EXTRAIT CHOISI>
Intervention de Jacqueline Fraysse

Séance en hémicycle du 29 octobre 2013 à 15h00
Projet de loi de financement de la sécurité sociale pour 2014 — Explications de vote

Photo issue du site de l'Assemblée nationale ou de WikipediaJacqueline Fraysse :

Madame la présidente, mesdames et monsieur le ministre, chers collègues, nos concitoyens auraient été en droit d’attendre d’un gouvernement de gauche qu’il prenne des mesures fortes et courageuses pour préserver et étendre notre modèle social. En l’occurrence, ils espéraient des mesures fortes pour améliorer l’accès aux soins, faire sortir l’hôpital public de son sous-financement chronique et garantir à tous une retraite digne et des prestations familiales universelles.

Mais pour mettre en oeuvre cette politique, il aurait fallu en finir avec l’austérité budgétaire menée tambour battant par votre gouvernement, dont le FMI lui-même souligne les effets néfastes. Il est pourtant nécessaire et possible de dégager des moyens nouveaux en mettant à contribution tous les revenus, y compris ceux du capital. Quand on sait que 40 milliards d’euros de dividendes sont distribués par les entreprises du CAC 40, on s’étonne que les ménages modestes et les classes moyennes soient mis à ce point à contribution. On s’étonne que vous ayez refusé tous nos amendements qui proposaient une plus juste répartition des richesses, permettant un financement équilibré de la protection sociale et l’ouverture de droits nouveaux et indispensables.

Faute de faire ces choix politiques justes et audacieux, vous êtes condamnés à rester dans le chemin tracé par vos prédécesseurs. On l’a vu avec le texte sur les retraites, on le voit aujourd’hui avec ce PLFSS. Il suffit pour s’en convaincre de regarder les objectifs de dépenses d’assurance maladie, qui restent strictement inchangés par rapport à ceux votés sous la précédente majorité.

Données d'expressions référentielles:
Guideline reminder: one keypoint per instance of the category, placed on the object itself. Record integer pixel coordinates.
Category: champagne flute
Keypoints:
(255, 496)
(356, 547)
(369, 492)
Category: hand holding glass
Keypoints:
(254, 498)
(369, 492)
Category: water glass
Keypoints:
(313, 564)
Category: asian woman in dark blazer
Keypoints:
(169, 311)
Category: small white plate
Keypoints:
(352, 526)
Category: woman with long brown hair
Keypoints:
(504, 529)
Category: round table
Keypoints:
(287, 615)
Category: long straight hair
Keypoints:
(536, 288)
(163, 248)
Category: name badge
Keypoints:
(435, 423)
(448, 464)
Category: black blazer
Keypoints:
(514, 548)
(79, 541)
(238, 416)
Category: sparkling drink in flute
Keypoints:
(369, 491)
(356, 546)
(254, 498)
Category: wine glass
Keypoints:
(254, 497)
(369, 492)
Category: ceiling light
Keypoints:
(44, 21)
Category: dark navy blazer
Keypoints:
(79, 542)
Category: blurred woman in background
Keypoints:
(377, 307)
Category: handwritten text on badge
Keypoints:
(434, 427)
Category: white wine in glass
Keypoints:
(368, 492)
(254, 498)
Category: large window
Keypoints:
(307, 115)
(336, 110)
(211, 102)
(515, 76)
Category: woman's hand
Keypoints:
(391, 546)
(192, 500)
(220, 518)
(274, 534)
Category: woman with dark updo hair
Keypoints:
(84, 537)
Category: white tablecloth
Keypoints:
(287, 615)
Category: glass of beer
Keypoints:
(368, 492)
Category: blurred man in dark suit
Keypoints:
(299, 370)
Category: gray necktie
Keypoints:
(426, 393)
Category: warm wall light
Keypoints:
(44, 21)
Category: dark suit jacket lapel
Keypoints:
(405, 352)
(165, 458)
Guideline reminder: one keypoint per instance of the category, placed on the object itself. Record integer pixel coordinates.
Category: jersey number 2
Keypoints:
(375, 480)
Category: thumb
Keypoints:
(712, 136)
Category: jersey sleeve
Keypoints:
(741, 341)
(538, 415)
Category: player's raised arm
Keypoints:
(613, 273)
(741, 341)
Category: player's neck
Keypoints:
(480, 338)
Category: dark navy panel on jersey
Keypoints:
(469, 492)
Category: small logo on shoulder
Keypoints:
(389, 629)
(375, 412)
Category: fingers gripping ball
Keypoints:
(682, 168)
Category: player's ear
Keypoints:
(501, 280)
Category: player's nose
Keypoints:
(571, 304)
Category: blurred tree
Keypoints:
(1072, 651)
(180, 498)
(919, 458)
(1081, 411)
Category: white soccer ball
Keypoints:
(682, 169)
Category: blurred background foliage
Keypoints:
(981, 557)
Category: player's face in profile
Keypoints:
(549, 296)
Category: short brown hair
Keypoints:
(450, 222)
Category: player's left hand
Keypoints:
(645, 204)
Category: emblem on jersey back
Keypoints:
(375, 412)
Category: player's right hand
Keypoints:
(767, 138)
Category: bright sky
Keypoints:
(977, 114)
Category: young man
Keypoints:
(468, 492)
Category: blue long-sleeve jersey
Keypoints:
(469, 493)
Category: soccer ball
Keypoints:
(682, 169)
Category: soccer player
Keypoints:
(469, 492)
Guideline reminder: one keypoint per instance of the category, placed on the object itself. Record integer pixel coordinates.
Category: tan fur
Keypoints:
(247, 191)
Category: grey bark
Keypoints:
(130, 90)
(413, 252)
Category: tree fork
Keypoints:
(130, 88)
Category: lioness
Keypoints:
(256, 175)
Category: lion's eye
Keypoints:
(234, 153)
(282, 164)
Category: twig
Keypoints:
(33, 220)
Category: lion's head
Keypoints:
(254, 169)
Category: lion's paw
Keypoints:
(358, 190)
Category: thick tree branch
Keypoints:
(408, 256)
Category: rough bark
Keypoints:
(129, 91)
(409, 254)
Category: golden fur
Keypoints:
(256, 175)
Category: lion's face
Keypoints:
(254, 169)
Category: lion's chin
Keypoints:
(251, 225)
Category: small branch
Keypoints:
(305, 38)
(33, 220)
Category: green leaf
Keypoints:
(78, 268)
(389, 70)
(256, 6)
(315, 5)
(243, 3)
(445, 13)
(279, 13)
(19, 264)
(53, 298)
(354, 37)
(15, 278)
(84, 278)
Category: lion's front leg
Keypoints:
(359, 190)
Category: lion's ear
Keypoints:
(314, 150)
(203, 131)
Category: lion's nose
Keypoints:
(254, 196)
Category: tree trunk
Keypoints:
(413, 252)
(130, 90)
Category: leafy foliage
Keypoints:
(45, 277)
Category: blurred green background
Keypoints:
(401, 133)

SÉRIE D'EXERCICES>
1: Indiquez si chacune des affirmations suivantes concorde avec l'intervention de Jacqueline Fraysse, en répondant par oui ou par non et en citant à l'identique les mots du texte qui permettent de trancher. (a) Les entreprises du CAC 40 distribuent 40 milliards d'euros de dividendes. (b) Le gouvernement a accepté les amendements proposant une plus juste répartition des richesses. (c) Les objectifs de dépenses d'assurance maladie ont été relevés par rapport à ceux de la précédente majorité.
2: Répondez brièvement aux questions suivantes sur l'intervention de Jacqueline Fraysse.
(a) À quelle date et à quelle heure la séance en hémicycle s'est-elle tenue ?
(b) Quel organisme souligne lui-même les effets néfastes de l'austérité budgétaire ?
(c) Avec quel texte, avant ce PLFSS, a-t-on déjà vu le gouvernement rester dans le chemin tracé par ses prédécesseurs ?
3: Poursuivez l'intervention de Jacqueline Fraysse sur le financement de la sécurité sociale en reprenant juste après sa dernière phrase.

RÉPONSES>
1:
(a) Oui : « 40 milliards d’euros de dividendes sont distribués par les entreprises du CAC 40 ».
(b) Non : « vous ayez refusé tous nos amendements qui proposaient une plus juste répartition des richesses ».
(c) Non : « qui restent strictement inchangés par rapport à ceux votés sous la précédente majorité ».

2:
(a) Le 29 octobre 2013 à 15h00.
(b) Le FMI.
(c) Le texte sur les retraites.

3:
Il est vrai que nous avons noté avec intérêt quelques mesures positives, notamment le début de remise en cause de certaines dispositions incompatibles avec une prise en charge globale des patients, comme la modulation de la tarification à l’activité dans certains établissements de santé, l’expérimentation d’autres modes de rémunération que le paiement à l’acte, ou le parcours de soins pour certaines affections chroniques de longue durée. Je pense également au tiers payant pour la contraception des jeunes mineures, ou encore à la reconnaissance de la place et du rôle des centres de santé dans l’accès aux soins de proximité.

Bien sûr, nous avons voté pour ces avancées. Elles restent néanmoins très limitées, voire homéopathiques, face à la gravité des autres mesures que vous avez fait adopter, notamment la compensation pour les employeurs du coût de la réforme des retraites – qui n’est donc plus financée que par les salariés et les retraités – et la confirmation des 35 milliards d’euros d’abattements d’assiette et d’exonérations de cotisations sociales patronales sans aucun contrôle ni contrepartie.

Elles restent également limitées face à toutes les mesures de désengagement de l’assurance maladie que vous avez maintenues. Ces mesures orchestrées depuis dix ans par la droite, à coup de franchises, de déremboursements et de forfaits hospitaliers, entravent considérablement l’accès aux soins en général et particulièrement pour les plus modestes : toutes les études le montrent !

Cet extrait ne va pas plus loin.